RECORDS PROVIDED.
* begin *

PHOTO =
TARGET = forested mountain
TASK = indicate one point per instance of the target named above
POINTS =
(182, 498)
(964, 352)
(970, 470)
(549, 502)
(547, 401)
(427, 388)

* end *

DIRECTIONS.
Format every line of the items above as a JSON array of strings, one string per line, skipping any blank lines.

THE ANSWER.
[
  "PHOTO =",
  "TARGET = forested mountain",
  "TASK = indicate one point per instance of the target named above",
  "POINTS =",
  "(182, 498)",
  "(964, 352)",
  "(970, 470)",
  "(549, 502)",
  "(547, 401)",
  "(427, 388)"
]